Pick out each line in the records below that contains the string "teammate" and copy it in full. Only case-exact matches count.

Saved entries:
+++++

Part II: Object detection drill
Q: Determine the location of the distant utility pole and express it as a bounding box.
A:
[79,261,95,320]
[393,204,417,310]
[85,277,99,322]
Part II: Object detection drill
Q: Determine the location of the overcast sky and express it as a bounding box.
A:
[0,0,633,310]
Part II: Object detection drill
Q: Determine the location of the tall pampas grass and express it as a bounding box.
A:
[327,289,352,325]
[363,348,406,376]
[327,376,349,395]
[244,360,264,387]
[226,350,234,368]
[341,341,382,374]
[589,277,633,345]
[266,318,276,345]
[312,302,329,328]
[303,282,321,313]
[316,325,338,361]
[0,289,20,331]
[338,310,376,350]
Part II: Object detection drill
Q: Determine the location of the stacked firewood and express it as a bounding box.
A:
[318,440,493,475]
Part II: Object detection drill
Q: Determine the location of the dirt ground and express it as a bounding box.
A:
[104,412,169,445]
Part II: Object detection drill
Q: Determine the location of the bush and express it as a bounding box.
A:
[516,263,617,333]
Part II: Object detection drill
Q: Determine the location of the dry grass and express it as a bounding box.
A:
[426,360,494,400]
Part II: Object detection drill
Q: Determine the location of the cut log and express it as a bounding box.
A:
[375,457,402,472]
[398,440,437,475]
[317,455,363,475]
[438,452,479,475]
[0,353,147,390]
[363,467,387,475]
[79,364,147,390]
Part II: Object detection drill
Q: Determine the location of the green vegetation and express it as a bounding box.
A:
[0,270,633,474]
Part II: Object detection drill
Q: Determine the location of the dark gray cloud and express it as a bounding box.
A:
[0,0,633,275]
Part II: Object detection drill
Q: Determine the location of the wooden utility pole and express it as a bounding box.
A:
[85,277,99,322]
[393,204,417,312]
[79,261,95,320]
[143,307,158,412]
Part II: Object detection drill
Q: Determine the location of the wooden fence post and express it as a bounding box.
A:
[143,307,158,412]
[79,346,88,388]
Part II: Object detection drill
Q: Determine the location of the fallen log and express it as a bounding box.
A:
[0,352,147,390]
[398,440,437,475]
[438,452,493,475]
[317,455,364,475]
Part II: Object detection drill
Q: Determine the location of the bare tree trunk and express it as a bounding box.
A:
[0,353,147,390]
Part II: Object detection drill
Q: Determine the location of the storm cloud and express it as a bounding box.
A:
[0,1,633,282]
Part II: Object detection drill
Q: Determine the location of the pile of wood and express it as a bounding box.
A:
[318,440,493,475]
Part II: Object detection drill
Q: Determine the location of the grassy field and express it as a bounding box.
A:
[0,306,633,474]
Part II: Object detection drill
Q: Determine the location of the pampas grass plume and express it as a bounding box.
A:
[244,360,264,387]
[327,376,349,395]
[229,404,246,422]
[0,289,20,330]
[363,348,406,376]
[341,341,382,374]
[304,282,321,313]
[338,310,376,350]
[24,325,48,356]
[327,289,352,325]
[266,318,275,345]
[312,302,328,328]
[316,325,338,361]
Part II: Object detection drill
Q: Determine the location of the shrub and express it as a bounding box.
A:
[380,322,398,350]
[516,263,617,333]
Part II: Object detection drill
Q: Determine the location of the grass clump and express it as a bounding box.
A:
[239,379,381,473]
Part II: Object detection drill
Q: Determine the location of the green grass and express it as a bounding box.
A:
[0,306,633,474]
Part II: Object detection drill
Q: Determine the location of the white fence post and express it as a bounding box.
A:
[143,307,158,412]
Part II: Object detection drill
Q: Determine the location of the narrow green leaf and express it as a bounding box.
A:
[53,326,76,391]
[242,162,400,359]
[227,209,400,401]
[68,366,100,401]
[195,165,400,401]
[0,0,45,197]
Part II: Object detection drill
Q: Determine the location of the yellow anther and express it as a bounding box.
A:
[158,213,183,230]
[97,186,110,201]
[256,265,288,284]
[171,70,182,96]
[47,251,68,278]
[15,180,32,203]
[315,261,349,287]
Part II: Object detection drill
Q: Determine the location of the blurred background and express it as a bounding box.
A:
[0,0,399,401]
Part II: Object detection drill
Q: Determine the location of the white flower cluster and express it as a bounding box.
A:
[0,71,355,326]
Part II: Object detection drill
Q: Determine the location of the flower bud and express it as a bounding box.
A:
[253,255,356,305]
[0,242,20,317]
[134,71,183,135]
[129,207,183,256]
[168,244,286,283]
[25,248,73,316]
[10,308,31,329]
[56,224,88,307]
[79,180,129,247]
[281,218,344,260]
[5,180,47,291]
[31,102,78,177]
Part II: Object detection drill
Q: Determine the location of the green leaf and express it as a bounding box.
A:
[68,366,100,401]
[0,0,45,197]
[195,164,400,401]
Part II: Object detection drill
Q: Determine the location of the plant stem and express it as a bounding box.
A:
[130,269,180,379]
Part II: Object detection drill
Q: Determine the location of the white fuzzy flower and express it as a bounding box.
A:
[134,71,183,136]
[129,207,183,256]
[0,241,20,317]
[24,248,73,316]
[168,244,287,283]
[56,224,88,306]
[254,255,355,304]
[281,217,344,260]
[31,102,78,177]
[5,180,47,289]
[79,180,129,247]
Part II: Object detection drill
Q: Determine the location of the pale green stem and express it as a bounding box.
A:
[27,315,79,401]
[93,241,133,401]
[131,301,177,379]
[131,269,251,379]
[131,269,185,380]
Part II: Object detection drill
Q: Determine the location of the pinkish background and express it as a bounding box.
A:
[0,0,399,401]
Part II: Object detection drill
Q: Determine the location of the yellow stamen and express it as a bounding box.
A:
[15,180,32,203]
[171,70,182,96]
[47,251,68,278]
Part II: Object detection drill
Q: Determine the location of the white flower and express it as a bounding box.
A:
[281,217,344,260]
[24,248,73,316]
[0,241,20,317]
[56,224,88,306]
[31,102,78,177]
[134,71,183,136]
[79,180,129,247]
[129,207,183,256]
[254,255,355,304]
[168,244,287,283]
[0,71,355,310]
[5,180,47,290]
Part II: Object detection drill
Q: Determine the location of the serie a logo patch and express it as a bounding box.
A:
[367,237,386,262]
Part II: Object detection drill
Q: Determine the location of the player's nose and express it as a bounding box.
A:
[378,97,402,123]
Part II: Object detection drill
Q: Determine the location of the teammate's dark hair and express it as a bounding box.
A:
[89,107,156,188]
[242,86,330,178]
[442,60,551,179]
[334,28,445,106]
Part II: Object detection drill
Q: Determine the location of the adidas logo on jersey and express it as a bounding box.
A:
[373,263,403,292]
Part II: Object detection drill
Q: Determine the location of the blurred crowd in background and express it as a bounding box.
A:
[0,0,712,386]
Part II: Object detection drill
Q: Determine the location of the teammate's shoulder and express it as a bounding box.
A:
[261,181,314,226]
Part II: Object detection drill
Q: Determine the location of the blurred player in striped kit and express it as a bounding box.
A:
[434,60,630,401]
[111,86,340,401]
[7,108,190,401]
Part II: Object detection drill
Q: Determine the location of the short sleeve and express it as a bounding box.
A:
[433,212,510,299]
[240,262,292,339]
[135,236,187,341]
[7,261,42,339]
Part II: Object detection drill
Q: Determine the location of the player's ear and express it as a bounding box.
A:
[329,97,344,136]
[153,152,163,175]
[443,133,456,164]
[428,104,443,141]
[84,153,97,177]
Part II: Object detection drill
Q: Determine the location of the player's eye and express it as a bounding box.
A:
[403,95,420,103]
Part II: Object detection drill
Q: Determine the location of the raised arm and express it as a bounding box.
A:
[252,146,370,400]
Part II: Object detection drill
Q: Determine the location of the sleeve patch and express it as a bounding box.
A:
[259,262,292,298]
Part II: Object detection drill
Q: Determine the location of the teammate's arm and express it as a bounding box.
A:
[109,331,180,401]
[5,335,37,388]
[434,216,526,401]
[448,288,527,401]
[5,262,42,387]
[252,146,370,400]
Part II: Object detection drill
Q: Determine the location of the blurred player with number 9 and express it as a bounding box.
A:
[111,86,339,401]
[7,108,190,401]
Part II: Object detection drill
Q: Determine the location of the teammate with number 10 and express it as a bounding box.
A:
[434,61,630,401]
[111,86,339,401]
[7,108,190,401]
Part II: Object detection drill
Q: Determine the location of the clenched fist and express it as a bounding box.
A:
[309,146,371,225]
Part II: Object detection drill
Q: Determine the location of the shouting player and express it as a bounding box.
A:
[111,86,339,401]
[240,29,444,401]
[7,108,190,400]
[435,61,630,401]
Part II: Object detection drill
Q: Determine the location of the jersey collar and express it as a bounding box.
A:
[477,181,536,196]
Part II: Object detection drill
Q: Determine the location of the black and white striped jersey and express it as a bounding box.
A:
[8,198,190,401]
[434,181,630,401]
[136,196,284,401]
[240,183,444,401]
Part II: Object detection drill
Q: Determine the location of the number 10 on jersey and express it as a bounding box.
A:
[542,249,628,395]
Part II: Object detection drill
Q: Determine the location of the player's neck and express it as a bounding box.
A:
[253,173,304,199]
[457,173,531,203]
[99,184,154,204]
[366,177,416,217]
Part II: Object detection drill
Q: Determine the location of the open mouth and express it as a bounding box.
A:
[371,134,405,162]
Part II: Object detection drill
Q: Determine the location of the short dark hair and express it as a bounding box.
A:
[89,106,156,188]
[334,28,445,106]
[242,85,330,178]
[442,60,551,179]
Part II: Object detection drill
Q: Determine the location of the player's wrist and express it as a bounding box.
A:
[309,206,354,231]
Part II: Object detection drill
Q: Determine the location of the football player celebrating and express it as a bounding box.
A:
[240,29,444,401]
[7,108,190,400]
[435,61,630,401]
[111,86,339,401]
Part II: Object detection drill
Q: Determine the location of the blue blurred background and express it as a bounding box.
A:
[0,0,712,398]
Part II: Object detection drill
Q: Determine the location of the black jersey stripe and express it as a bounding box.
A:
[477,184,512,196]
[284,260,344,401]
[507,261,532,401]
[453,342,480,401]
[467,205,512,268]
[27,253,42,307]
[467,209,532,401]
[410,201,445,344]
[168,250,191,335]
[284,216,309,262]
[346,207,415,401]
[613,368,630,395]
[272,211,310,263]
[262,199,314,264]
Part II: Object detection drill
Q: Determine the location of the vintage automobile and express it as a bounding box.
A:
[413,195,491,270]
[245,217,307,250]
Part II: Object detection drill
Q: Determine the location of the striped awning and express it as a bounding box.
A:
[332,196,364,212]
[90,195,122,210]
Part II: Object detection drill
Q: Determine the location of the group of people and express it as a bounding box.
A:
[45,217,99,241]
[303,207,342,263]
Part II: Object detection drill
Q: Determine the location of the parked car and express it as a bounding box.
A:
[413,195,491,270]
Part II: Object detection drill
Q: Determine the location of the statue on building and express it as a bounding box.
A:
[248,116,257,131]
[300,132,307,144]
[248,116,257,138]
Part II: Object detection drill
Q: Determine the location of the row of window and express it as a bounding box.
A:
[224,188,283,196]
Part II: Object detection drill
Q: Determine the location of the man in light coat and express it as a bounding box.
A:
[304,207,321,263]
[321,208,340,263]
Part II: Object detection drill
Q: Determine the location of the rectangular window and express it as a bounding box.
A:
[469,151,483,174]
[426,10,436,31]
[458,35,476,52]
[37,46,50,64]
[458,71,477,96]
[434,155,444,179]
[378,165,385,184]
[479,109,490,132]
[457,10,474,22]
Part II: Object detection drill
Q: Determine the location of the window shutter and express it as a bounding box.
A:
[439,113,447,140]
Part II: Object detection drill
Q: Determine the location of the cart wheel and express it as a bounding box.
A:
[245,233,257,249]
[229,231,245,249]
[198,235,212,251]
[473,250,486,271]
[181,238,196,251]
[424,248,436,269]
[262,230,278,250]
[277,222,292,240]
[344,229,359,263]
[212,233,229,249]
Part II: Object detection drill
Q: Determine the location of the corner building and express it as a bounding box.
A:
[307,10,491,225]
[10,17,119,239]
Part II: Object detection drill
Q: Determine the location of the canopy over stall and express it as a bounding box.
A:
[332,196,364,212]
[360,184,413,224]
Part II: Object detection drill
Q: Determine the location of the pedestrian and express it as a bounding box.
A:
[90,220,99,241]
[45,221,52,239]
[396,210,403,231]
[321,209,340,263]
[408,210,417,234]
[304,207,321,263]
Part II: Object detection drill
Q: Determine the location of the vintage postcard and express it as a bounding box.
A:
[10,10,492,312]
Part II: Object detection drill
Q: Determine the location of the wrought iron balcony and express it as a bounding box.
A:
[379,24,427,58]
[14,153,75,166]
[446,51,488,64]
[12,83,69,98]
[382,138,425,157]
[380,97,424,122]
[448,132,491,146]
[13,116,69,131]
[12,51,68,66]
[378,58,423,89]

+++++

**WORKED ANSWER**
Q: Determine the location of the teammate's dark hair and express it as a bounding box.
Q: Determine the location of the teammate's shoulder and express it as a bounding box.
Q: Determine the location of the teammate's arm and express it as a bounding box.
Q: Determine the location of the teammate with number 10 and express it as a bounding box.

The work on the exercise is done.